• STATED GOAL:
Copy the listing below verbatim, from its beginning through the line that contains "[[[100,221],[89,222],[88,239],[101,240],[107,238],[108,231]]]", and leave the pictures out of your copy.

• INFORMATION PROVIDED:
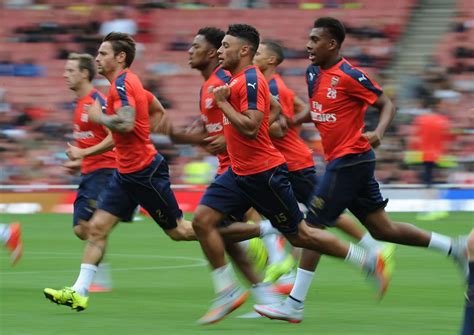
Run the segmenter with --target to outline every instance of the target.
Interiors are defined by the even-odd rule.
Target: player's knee
[[[300,225],[298,227],[298,232],[296,234],[287,234],[285,237],[287,238],[288,241],[290,241],[291,245],[294,247],[298,248],[306,248],[307,245],[310,243],[310,236],[308,234],[307,229],[309,229],[307,226],[301,227],[303,225]]]
[[[173,241],[183,241],[184,240],[184,235],[181,232],[179,232],[177,228],[165,230],[165,233]]]
[[[100,221],[89,222],[88,239],[101,240],[107,238],[108,231]]]
[[[74,226],[74,234],[83,241],[87,240],[89,237],[88,229],[82,225]]]
[[[213,228],[212,218],[206,210],[198,209],[193,218],[192,228],[196,235],[204,234]]]

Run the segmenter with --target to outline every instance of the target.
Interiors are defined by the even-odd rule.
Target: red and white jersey
[[[209,78],[201,86],[199,93],[199,107],[201,110],[201,119],[204,123],[207,133],[210,136],[224,134],[224,122],[222,111],[217,107],[214,101],[212,90],[230,82],[230,74],[218,66]],[[226,152],[217,154],[219,168],[217,174],[223,174],[230,166],[230,157]]]
[[[255,139],[242,135],[224,116],[224,135],[232,170],[246,176],[285,163],[285,158],[273,146],[268,134],[270,91],[263,74],[255,66],[248,66],[232,77],[229,87],[230,104],[238,113],[258,110],[264,114]]]
[[[89,109],[94,105],[96,100],[99,101],[102,112],[105,113],[105,96],[95,88],[85,97],[76,101],[73,136],[78,148],[84,149],[97,145],[108,135],[104,126],[89,122]],[[84,157],[82,160],[81,173],[86,174],[98,169],[115,169],[116,167],[115,151],[110,150],[99,155]]]
[[[273,75],[268,82],[270,93],[277,98],[281,112],[288,119],[295,115],[295,93],[286,86],[278,74]],[[299,127],[289,127],[282,138],[272,138],[275,147],[280,150],[288,164],[288,171],[298,171],[314,166],[311,150],[298,134]]]
[[[326,160],[370,150],[362,136],[364,115],[382,94],[380,86],[344,58],[326,70],[310,65],[306,82],[311,118],[321,134]]]
[[[151,164],[156,149],[150,140],[149,94],[129,69],[119,73],[107,96],[107,114],[124,106],[135,108],[135,127],[128,133],[112,132],[120,173],[140,171]]]

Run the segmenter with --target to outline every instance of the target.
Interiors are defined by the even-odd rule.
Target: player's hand
[[[377,148],[382,143],[382,136],[376,131],[367,131],[362,136],[369,141],[372,148]]]
[[[214,94],[214,100],[216,101],[216,103],[225,102],[230,96],[230,87],[229,85],[222,85],[214,88],[212,90],[212,93]]]
[[[277,122],[280,124],[281,131],[286,134],[288,132],[289,120],[283,114],[280,114]]]
[[[84,150],[81,148],[75,147],[71,143],[67,143],[68,148],[66,149],[66,155],[71,161],[84,158]]]
[[[206,151],[213,155],[226,151],[226,141],[224,135],[209,136],[206,137],[204,141],[208,142],[208,144],[205,145]]]
[[[67,174],[74,175],[81,169],[81,165],[82,159],[69,160],[64,162],[63,168],[66,170]]]

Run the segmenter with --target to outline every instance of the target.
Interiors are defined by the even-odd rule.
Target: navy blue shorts
[[[295,234],[303,220],[286,164],[248,176],[229,169],[209,186],[201,204],[231,218],[242,216],[253,207],[284,234]]]
[[[373,150],[331,161],[313,192],[307,221],[334,226],[347,208],[363,223],[368,214],[385,208],[388,200],[384,200],[380,193],[374,171]]]
[[[122,174],[116,171],[101,197],[98,208],[121,219],[140,205],[163,229],[176,228],[183,217],[171,191],[168,164],[157,154],[143,170]]]
[[[98,169],[81,175],[72,223],[79,224],[79,220],[89,221],[97,208],[97,201],[101,193],[109,184],[115,169]]]
[[[313,191],[318,185],[318,176],[314,166],[289,171],[288,178],[290,179],[291,188],[295,194],[296,200],[309,208],[311,200],[313,199]]]

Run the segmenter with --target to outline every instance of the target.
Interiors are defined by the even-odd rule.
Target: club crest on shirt
[[[235,84],[237,84],[238,81],[239,81],[238,79],[232,80],[232,81],[230,82],[229,86],[230,86],[230,87],[234,86]]]

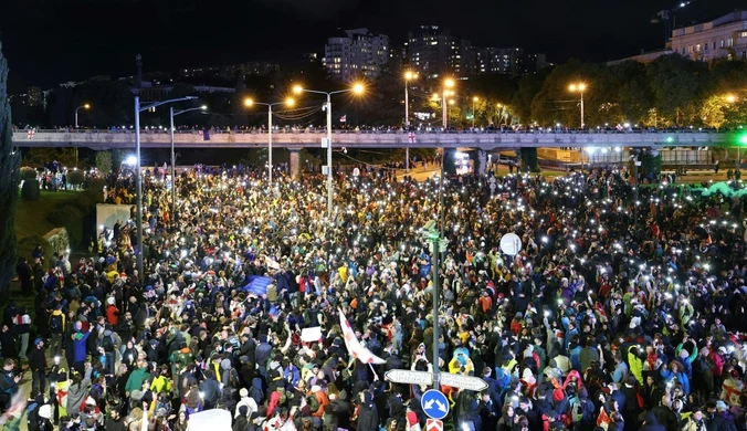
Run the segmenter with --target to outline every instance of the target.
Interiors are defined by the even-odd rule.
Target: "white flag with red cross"
[[[386,360],[374,355],[371,350],[360,344],[358,337],[356,337],[356,333],[350,327],[350,323],[345,318],[343,311],[338,308],[337,313],[339,314],[339,326],[343,328],[345,347],[348,348],[350,355],[364,364],[386,364]]]

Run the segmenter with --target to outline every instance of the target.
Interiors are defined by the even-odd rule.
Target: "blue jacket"
[[[88,333],[75,333],[75,334],[83,334],[83,338],[73,339],[73,361],[84,362],[85,357],[87,355],[85,344],[88,340],[91,333],[88,332]]]

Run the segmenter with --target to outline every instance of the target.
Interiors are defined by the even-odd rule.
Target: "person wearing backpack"
[[[62,305],[57,304],[50,315],[50,335],[52,343],[50,350],[52,356],[62,355],[62,334],[65,332],[65,314],[62,312]]]
[[[122,338],[119,334],[114,332],[114,328],[111,324],[106,324],[104,327],[104,334],[101,339],[101,347],[104,349],[104,356],[106,357],[105,368],[106,372],[109,375],[114,374],[117,362],[117,351],[122,346]]]
[[[589,399],[589,392],[586,388],[578,391],[578,397],[571,400],[571,412],[574,419],[574,430],[589,430],[595,425],[595,404]]]

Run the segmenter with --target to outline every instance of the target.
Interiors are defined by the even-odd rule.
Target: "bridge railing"
[[[28,133],[29,130],[17,129],[14,133]],[[418,135],[631,135],[631,134],[726,134],[733,130],[712,130],[712,129],[629,129],[629,130],[617,130],[617,129],[588,129],[588,130],[558,130],[558,129],[530,129],[530,130],[441,130],[441,129],[425,129],[425,130],[403,130],[403,129],[382,129],[382,130],[345,130],[337,129],[333,130],[334,135],[408,135],[410,133]],[[116,130],[109,129],[35,129],[34,133],[39,134],[134,134],[135,130],[130,128],[123,128]],[[140,129],[143,135],[166,135],[168,129]],[[176,135],[201,135],[203,130],[185,130],[178,129],[173,132]],[[211,135],[266,135],[267,130],[209,130]],[[291,134],[291,135],[303,135],[303,134],[314,134],[320,135],[326,134],[326,130],[323,128],[319,129],[286,129],[281,128],[273,130],[273,134]]]

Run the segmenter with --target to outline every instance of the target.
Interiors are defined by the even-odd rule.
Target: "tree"
[[[694,119],[690,115],[697,112],[707,67],[678,54],[662,55],[649,64],[646,74],[659,122],[682,126]]]
[[[8,61],[0,44],[0,302],[10,296],[10,282],[18,263],[15,208],[20,181],[21,155],[13,148],[10,105],[8,104]]]

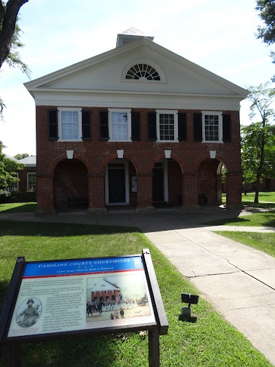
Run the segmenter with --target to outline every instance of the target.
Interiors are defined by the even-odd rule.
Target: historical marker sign
[[[149,331],[149,364],[158,366],[158,336],[167,333],[168,322],[148,250],[120,257],[17,259],[1,316],[1,344],[12,349],[21,341],[139,330]],[[18,353],[8,355],[18,364]]]
[[[8,338],[155,324],[141,256],[26,264]]]

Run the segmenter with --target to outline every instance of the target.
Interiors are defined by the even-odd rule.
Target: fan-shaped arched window
[[[160,77],[154,67],[148,64],[140,63],[130,67],[126,73],[125,79],[160,81]]]

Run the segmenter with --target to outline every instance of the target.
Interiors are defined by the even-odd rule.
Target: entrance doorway
[[[162,162],[156,163],[153,169],[153,202],[164,202],[164,169]]]
[[[129,162],[112,160],[105,175],[105,202],[107,205],[129,205]]]
[[[109,168],[109,202],[125,202],[125,169]]]

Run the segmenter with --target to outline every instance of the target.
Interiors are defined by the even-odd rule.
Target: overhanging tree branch
[[[0,22],[2,29],[0,34],[0,68],[7,59],[15,30],[17,15],[21,7],[29,0],[8,0],[6,9],[0,2]]]

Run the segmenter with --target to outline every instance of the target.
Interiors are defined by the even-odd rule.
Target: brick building
[[[241,205],[248,92],[131,28],[116,48],[25,83],[36,112],[38,213],[86,204]]]

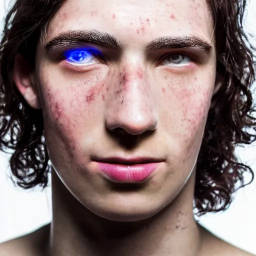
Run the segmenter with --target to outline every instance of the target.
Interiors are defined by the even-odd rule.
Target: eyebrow
[[[46,52],[70,44],[92,44],[116,50],[121,49],[118,40],[112,34],[96,30],[68,31],[54,38],[44,46]]]
[[[46,52],[49,52],[59,47],[84,44],[91,44],[114,50],[122,49],[119,40],[114,36],[96,30],[62,32],[46,44],[44,48]],[[146,50],[153,52],[167,48],[198,48],[209,54],[213,50],[214,46],[211,42],[196,36],[181,36],[158,38],[148,44]]]
[[[214,46],[212,43],[196,36],[165,36],[153,40],[146,46],[146,50],[152,52],[166,48],[196,48],[209,54],[212,51]]]

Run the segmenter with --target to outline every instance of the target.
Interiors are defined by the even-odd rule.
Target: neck
[[[192,212],[194,174],[168,206],[156,216],[134,222],[103,219],[88,210],[52,171],[52,255],[196,256],[200,228]]]

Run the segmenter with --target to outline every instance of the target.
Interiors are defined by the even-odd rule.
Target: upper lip
[[[136,164],[150,162],[159,162],[164,161],[163,159],[149,157],[120,158],[112,156],[109,158],[96,158],[94,159],[96,162],[110,164]]]

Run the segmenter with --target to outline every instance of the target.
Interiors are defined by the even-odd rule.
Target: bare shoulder
[[[0,256],[34,256],[40,255],[46,244],[50,225],[31,234],[0,244]]]
[[[256,256],[224,241],[202,228],[204,245],[200,256]]]

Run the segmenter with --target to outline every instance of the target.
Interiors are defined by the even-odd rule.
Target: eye
[[[100,52],[95,49],[80,48],[66,50],[63,54],[65,60],[70,62],[84,65],[97,61]]]
[[[162,63],[169,66],[182,66],[188,64],[191,60],[191,58],[186,55],[174,54],[168,55]]]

• EXERCISE ANSWER:
Run the segmenter with --target to outline every instance of the target.
Interiors are defined by the even-odd rule.
Target: player's knee
[[[300,225],[298,227],[298,232],[296,234],[287,234],[285,237],[287,238],[288,241],[290,241],[291,245],[294,247],[298,248],[306,248],[307,245],[310,243],[310,236],[308,234],[307,229],[309,229],[307,226],[301,227],[303,225]]]
[[[173,241],[183,241],[184,240],[184,235],[181,232],[179,232],[177,228],[165,230],[165,233]]]
[[[100,221],[89,222],[88,239],[101,240],[107,238],[108,231]]]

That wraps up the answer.